Stored data entries
══════════════════════════════
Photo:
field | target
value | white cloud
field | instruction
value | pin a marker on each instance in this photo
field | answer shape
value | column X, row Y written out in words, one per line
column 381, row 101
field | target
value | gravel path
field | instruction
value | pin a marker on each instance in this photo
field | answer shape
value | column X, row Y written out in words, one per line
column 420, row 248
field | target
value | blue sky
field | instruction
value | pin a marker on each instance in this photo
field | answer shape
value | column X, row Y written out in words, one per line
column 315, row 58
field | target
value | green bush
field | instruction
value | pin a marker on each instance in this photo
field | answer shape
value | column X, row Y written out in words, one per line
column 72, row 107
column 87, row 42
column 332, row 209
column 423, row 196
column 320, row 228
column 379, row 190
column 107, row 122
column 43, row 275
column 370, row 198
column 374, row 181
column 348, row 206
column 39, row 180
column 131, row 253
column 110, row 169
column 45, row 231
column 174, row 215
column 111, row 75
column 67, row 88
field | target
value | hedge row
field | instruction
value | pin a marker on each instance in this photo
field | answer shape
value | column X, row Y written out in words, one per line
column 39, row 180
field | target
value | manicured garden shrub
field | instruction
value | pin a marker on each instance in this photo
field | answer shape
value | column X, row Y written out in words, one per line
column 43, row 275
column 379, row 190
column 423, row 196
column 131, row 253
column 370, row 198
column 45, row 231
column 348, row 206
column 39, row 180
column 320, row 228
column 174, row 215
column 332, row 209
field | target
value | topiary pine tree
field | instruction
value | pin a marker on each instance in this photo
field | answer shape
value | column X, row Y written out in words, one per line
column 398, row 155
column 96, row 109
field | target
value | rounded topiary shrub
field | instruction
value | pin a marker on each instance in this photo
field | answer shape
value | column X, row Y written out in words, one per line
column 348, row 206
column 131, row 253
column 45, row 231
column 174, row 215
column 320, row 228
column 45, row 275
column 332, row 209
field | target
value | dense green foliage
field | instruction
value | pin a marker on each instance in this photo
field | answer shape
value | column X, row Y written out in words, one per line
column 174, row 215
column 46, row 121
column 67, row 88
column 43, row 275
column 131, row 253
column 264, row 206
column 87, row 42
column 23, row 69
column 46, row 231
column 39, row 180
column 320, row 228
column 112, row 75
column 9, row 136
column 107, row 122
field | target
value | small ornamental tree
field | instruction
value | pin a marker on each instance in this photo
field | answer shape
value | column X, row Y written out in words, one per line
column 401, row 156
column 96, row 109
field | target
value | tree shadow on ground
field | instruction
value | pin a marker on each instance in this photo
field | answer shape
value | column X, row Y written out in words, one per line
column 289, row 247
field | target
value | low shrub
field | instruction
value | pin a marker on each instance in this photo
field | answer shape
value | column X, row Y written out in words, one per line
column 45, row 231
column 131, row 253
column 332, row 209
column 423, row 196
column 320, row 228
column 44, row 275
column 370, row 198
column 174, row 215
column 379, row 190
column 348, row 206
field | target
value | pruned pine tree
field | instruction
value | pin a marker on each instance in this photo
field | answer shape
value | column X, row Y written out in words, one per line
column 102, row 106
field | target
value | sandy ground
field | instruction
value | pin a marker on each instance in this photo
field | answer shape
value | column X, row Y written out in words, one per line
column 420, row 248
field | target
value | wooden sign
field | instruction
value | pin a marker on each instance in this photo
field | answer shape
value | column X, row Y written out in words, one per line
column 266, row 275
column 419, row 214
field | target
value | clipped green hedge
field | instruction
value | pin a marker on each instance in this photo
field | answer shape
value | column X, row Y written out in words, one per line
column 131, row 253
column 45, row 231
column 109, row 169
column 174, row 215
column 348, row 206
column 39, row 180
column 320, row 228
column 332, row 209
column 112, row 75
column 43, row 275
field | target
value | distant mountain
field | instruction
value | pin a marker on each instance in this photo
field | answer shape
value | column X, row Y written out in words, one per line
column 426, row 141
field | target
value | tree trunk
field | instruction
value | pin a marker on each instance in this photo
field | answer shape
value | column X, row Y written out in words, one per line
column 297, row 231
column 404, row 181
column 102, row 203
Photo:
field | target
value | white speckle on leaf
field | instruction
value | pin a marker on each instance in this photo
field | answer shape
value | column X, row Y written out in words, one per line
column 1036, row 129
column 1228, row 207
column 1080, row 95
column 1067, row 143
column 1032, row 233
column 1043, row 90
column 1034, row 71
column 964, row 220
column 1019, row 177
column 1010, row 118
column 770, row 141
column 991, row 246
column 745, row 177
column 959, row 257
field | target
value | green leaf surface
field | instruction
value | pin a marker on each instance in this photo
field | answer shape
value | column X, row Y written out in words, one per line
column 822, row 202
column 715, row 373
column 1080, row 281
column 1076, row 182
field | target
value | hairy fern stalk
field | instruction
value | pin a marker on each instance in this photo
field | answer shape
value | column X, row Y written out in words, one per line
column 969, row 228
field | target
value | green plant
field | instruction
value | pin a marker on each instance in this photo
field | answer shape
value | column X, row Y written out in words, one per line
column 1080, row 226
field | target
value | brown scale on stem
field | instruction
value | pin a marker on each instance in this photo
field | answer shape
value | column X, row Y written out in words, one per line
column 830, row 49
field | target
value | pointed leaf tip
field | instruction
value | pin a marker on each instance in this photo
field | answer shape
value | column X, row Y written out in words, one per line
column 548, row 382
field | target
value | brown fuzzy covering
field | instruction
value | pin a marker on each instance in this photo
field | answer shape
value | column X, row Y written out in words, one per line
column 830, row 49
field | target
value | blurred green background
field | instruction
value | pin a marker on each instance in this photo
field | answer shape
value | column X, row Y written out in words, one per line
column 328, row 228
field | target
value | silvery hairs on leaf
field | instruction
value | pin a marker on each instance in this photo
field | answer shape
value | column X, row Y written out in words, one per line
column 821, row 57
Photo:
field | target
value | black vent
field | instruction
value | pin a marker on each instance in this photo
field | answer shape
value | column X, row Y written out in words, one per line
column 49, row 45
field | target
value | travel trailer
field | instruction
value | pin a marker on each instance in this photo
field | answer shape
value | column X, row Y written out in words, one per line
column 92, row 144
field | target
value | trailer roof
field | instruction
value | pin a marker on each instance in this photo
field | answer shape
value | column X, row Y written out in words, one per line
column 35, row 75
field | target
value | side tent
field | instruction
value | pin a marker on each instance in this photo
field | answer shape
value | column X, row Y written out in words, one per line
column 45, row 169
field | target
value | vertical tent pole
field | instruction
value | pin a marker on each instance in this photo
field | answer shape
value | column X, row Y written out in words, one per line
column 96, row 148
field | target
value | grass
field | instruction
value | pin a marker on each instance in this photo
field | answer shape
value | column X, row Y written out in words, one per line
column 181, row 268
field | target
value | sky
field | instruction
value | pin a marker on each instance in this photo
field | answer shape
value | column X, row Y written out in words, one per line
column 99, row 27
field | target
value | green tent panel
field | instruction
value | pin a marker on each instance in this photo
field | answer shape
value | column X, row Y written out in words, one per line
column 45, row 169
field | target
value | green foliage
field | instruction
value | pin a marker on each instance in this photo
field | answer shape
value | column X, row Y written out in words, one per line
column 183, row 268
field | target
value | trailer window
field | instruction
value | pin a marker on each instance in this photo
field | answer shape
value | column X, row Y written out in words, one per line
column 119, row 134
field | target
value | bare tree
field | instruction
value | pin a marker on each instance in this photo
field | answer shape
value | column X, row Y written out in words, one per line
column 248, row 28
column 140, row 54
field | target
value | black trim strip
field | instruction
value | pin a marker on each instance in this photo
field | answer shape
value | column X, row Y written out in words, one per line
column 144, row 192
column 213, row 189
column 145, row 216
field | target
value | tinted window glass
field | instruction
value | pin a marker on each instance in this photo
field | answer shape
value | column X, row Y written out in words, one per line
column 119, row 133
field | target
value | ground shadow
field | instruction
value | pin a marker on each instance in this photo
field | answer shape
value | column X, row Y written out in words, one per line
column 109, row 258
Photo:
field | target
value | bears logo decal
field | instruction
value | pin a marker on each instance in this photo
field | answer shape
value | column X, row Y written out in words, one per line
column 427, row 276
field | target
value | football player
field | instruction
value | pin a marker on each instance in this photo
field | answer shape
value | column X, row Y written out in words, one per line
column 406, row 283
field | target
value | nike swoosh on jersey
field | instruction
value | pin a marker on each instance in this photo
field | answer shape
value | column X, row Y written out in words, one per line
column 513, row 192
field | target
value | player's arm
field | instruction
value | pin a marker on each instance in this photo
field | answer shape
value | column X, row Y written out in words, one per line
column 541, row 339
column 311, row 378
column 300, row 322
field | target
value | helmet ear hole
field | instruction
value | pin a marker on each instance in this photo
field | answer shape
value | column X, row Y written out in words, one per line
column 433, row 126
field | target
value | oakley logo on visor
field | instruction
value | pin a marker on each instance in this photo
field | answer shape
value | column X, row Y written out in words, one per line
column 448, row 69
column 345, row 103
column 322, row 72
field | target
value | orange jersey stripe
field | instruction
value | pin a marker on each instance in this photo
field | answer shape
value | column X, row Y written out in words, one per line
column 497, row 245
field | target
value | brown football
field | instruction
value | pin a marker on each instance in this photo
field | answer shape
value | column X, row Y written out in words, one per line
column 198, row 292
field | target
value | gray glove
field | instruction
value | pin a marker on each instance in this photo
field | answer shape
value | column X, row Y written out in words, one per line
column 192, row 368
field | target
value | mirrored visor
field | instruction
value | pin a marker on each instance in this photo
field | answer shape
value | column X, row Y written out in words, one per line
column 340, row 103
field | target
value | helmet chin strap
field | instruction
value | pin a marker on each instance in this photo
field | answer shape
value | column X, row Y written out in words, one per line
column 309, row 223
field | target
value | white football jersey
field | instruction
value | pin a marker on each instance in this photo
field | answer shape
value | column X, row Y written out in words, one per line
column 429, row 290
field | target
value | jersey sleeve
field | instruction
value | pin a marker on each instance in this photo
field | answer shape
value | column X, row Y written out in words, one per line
══════════════════════════════
Requirement: If a line in the data above holds the word "tent", count it, and give only the final number.

Written solution: 3